(GIVEN INFORMATION Opens)
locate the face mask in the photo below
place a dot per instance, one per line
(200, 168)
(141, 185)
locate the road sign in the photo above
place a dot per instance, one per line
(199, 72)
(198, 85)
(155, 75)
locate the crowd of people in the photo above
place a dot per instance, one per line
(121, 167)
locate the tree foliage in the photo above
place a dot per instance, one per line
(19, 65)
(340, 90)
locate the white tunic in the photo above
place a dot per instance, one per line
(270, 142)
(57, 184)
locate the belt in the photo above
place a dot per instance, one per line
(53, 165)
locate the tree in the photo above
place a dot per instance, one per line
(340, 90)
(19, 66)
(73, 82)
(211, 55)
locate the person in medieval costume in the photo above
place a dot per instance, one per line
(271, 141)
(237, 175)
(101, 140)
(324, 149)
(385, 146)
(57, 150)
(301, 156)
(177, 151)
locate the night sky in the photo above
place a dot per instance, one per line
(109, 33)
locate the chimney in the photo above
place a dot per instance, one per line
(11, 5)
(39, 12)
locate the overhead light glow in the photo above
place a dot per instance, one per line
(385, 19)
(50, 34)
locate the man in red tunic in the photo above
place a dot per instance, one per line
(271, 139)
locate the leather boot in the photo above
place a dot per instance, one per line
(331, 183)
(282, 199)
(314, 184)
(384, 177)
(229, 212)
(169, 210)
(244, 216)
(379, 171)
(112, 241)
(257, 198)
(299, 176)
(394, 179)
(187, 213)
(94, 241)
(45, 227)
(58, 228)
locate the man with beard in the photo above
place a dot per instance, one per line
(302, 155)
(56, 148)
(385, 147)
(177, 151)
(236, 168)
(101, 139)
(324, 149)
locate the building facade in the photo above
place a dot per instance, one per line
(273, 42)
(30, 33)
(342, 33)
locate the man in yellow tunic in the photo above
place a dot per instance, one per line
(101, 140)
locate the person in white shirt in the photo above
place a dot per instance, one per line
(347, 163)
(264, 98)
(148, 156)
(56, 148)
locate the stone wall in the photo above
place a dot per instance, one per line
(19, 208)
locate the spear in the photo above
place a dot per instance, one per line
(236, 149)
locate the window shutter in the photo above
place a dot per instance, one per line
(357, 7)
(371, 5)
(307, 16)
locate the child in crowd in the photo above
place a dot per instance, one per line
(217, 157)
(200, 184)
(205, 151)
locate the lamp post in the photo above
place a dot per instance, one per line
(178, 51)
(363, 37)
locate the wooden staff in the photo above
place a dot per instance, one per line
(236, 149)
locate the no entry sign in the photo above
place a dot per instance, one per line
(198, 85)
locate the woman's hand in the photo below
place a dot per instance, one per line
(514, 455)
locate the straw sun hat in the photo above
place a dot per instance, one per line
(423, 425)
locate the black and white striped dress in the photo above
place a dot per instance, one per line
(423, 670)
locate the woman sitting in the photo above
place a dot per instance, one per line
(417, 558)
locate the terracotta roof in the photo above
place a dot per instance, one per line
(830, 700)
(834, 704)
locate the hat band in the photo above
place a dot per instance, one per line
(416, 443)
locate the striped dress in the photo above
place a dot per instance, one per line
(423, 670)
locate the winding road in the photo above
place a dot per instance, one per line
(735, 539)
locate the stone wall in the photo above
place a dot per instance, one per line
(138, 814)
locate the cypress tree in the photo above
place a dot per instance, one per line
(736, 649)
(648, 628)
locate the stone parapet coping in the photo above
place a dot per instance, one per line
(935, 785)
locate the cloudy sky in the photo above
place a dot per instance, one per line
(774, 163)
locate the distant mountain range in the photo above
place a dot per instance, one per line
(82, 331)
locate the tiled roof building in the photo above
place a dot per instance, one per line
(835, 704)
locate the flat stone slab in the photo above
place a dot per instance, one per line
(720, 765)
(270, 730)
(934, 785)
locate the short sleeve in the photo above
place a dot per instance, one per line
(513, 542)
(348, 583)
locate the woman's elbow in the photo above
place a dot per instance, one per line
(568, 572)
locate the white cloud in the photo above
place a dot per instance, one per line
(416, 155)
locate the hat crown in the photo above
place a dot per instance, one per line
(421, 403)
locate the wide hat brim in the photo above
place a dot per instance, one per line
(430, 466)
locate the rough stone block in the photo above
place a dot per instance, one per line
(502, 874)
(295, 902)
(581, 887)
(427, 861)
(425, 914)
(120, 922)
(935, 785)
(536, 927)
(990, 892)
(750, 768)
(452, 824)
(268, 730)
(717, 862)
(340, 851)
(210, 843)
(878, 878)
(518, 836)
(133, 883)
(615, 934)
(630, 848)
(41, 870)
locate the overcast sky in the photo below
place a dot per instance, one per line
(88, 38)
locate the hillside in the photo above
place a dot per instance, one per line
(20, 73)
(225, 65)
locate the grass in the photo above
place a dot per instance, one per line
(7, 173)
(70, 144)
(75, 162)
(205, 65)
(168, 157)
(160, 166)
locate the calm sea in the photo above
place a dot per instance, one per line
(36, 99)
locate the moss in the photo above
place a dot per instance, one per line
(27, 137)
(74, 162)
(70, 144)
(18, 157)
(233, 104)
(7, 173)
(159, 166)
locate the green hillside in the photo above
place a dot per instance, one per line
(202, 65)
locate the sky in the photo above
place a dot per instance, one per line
(GIVEN INFORMATION Closes)
:: REQUIREMENT ::
Copy out only the lines above from the one with "locate the cypress tree in the photo above" to the one with "locate the rough", inclusive, exactly as they stand.

:: EXERCISE RESPONSE ::
locate the cypress tree in the photo above
place a dot per instance, one per line
(736, 649)
(648, 628)
locate the stone parapet coping in the photo above
place a dot per instance, one per line
(935, 785)
locate the cloudy sky in the photo above
place a dot per instance, one per line
(774, 163)
locate the distant mountain range in the photo above
place a dot per instance, one per line
(82, 331)
locate the tiled roof building in the photo above
place a dot per instance, one per line
(835, 704)
locate the flat stone slab in the photo above
place a dot per instance, one per line
(720, 765)
(270, 730)
(934, 785)
locate the short sleeve in the photo above
place a dot per instance, one per line
(513, 542)
(348, 583)
locate the woman's elbow in the photo above
place a dot per instance, one per line
(568, 572)
locate the white cloud in the photo above
place a dot per instance, one per line
(416, 155)
locate the hat crown in the photo above
place a dot per instance, one per line
(421, 403)
locate the wide hat brim in the photo above
place a dot per instance, one per line
(430, 466)
locate the rough stone block in the photo above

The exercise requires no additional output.